* **TASK DESCRIPTION**
Could you copy the material below line for line, without any changes and with the pictures left out?

══ GIVEN DATA

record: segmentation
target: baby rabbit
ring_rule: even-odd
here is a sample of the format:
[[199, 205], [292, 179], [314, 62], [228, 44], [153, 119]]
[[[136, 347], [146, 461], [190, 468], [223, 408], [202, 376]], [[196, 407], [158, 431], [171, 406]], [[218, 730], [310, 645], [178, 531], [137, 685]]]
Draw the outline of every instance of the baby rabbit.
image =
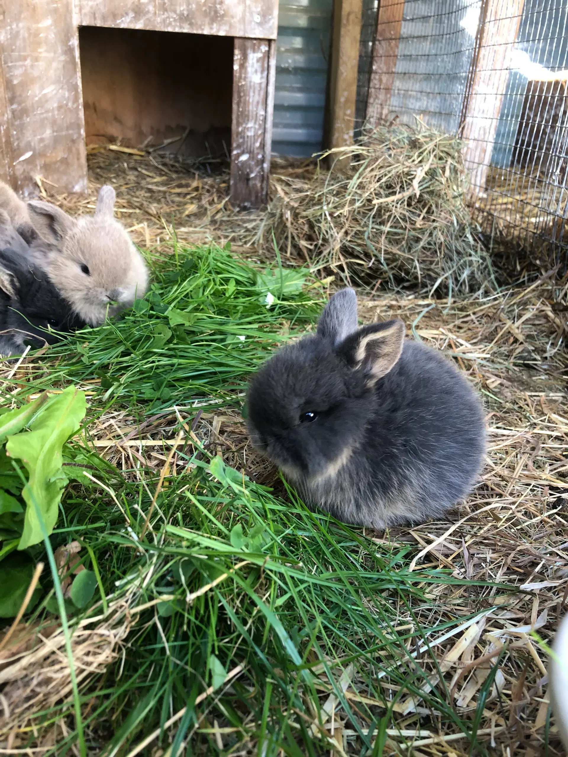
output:
[[27, 341], [37, 347], [53, 344], [60, 338], [54, 330], [70, 332], [84, 326], [25, 251], [0, 250], [0, 355], [21, 354]]
[[0, 188], [0, 208], [29, 242], [34, 262], [92, 326], [129, 307], [148, 286], [142, 257], [114, 218], [115, 199], [113, 188], [103, 186], [95, 215], [71, 218], [48, 202], [24, 204], [6, 185]]
[[442, 355], [404, 336], [397, 320], [357, 329], [355, 292], [342, 289], [317, 333], [250, 384], [254, 446], [307, 504], [345, 522], [380, 529], [442, 516], [481, 468], [474, 392]]
[[30, 244], [37, 238], [37, 233], [30, 220], [26, 203], [4, 182], [0, 182], [0, 210], [8, 215], [11, 226], [25, 241]]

════

* **RESPONSE BELOW**
record: segmentation
target: baby rabbit
ring_rule: even-odd
here is a sample of the format:
[[199, 205], [292, 179], [314, 62], [228, 44], [153, 119]]
[[[136, 347], [146, 461], [190, 468], [223, 408], [202, 376]], [[196, 407], [158, 431], [171, 406]], [[218, 730], [310, 645], [178, 531], [137, 685]]]
Draw the outline of every instance of the baby rabbit.
image =
output:
[[27, 341], [37, 347], [53, 344], [60, 338], [54, 330], [70, 332], [84, 326], [25, 251], [0, 250], [0, 355], [21, 354]]
[[0, 188], [0, 208], [29, 242], [34, 262], [92, 326], [129, 307], [148, 286], [142, 257], [114, 218], [115, 199], [113, 188], [103, 186], [95, 215], [71, 218], [48, 202], [24, 204], [6, 185]]
[[442, 355], [404, 336], [397, 320], [357, 329], [355, 292], [342, 289], [317, 333], [250, 384], [254, 446], [307, 504], [345, 522], [380, 529], [442, 516], [481, 468], [474, 392]]
[[30, 244], [37, 238], [37, 233], [30, 220], [26, 203], [4, 182], [0, 182], [0, 210], [8, 215], [11, 226], [25, 241]]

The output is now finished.